Entretien avec le peintre Jacques Le Brusq, préparé et réalisé par Karen Lavot-Bouscarle, le 28 septembre 2011.
Voir la galerie d’images accompagné du texte L’arbre et la plaine par Karen Lavot-Bouscarle

Karen Lavot-Bouscarle — Pourquoi tant de vert ? À la façon des Esquimaux qui ne voient pas moins de vingt-cinq nuances dans le blanc, vous déclinez inlassablement le vert... Que pouvez-vous dire de cette couleur, et peut-être de sa vibration particulière ?

Jacques Le Brusq — Je n’ai pas choisi le vert, c’est plutôt lui qui m’a choisi. Pendant vingt-cinq ans, j’ai vécu dans un lieu entouré de forêt, dans le Morbihan. Après une très longue période de suspens de la pratique de la peinture — le temps de restaurer un manoir — le vert s’est imposé à moi. Un jour dans la forêt, un effet de lumière et d’ombre sur le pied d’un chêne, une démarcation entre la zone d’ombre et la zone de lumière, d’une verticalité absolue, a attiré mon regard. Je suis allé prendre mon matériel de peinture à l’atelier et j’ai planté mon chevalet devant cet arbre. Alors j’ai essayé, tout simplement, de peindre ce qui me faisait signe. Le pied de cet arbre était couvert de mousses et de lichens. Autour, tout était vert. Le lendemain et les jours suivants je suis revenu travailler avec cet arbre. Ainsi, jour après jour, j’ai développé une palette verte. Cela n’a pas cessé depuis.

La couleur verte est très singulière dans le spectre coloré. Ses vibrations lumineuses peuvent aller jusqu’à l’éblouissement et provoquer des effets magiques. C’est une couleur difficile à manier. C’est peut-être pour cela que certains la rejettent. Elle inquiète. Pour composer avec le vert, il faut l’apprivoiser. Alors, il apporte le repos et l’apaisement, et même parfois un émerveillement serein. Ainsi le revendiquait par exemple Odilon Redon.

■ JEU DE DONNÉES
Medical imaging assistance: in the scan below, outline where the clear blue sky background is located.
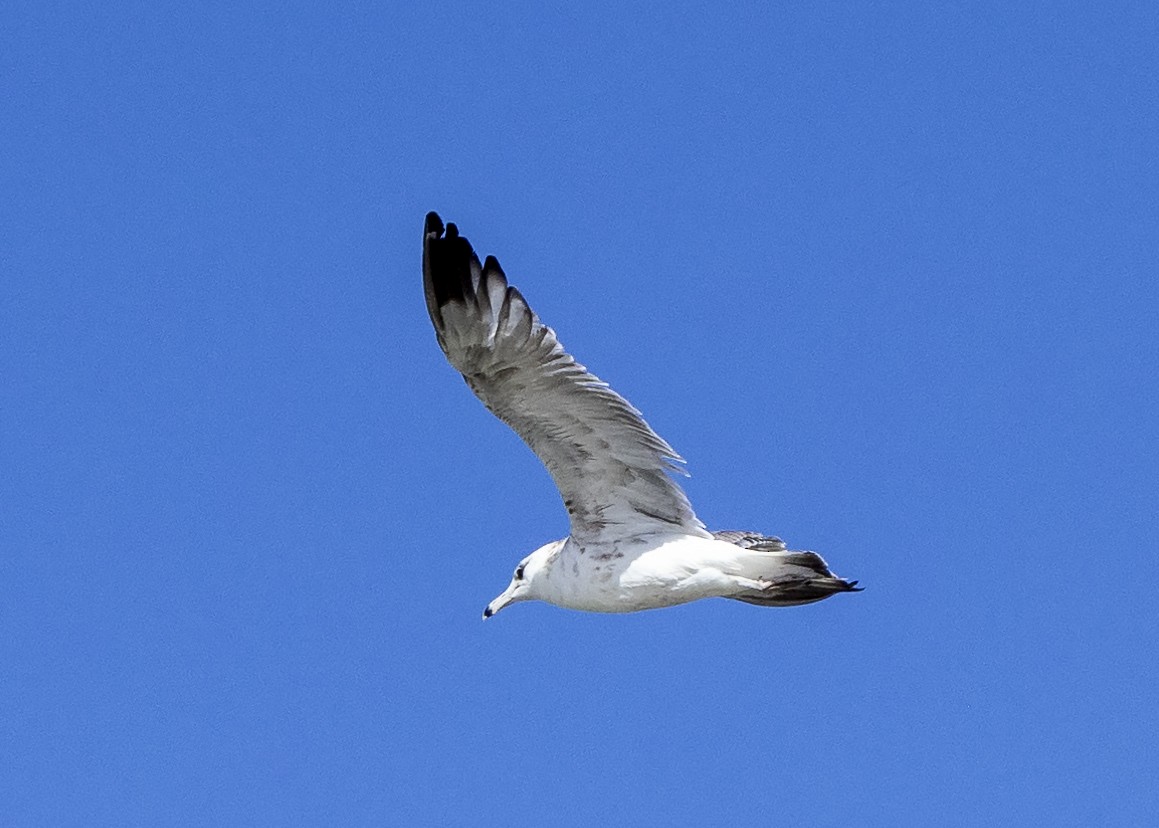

■ CONSIGNES
**1)** Dans l'entretien avec Jacques Le Brusq, pendant combien de temps le peintre a-t-il vécu dans un lieu entouré de forêt ?
**2)** Prolongez l'entretien avec Jacques Le Brusq en reprenant juste après sa dernière phrase.
Le listing provient d'une source distincte de l'extrait.

■ RÉPONSES
**1)** Pendant vingt-cinq ans.

**2)**
Jacques Le Brusque
Artiste peintre
Photographie © Karen Lavot-Bouscarle 2011

K. L.-B. — Vous aimez reprendre cette phrase de Cézanne : « Quand la couleur est à sa richesse, la forme est à sa plénitude. »

J. L.B. — Ce constat catégorique de Cézanne renvoie bien sûr au pouvoir de la couleur. Mais elle est aussi comme le blason d’une œuvre sans concession par un artiste qui annonce devoir « dire la vérité en peinture. » C’est lui qui ouvre la voie de la peinture moderne. Lui et Manet. Avant, les peintres mettaient la peinture au service du sujet. La peinture avait pour tâche d’imiter la réalité. Avec Cézanne, c’est l’inverse : le sujet est mis au service de la peinture.

Alors, comment faire advenir la peinture ? Par la modulation, par le toucher, la sensualité de l’acte de peindre, Cézanne affirme constamment le dépôt de la couleur sur la surface. Il montre en permanence la matérialité du tableau. Il construit par plans et pratique les rabattements. Et même les disproportions et les déformations qui étaient considérées comme des maladresses. Cézanne a tout simplement inventé un nouvel espace pictural. Or, ce nouvel espace s’obtient par les seuls moyens de la couleur. Formes et espace naissent directement de son pouvoir. Elle règne, elle vibre, elle chante. Chez Cézanne, il y a une sonorité de la couleur qui pourtant se ressent comme un monde de silence. La couleur ne raconte rien. Elle ne figure aucun événement. C’est au contraire elle qui dans son surgissement même, devient événement. La peinture de Cézanne est élaborée en dehors de toute convention. Elle échappe à l’analyse. C’est une peinture qui joint les contraires. Avec elle commence une grande aventure.

K. L.-B. — Vous peignez des variations. Y a-t-il une connexion entre ces variations picturales et les variations musicales ?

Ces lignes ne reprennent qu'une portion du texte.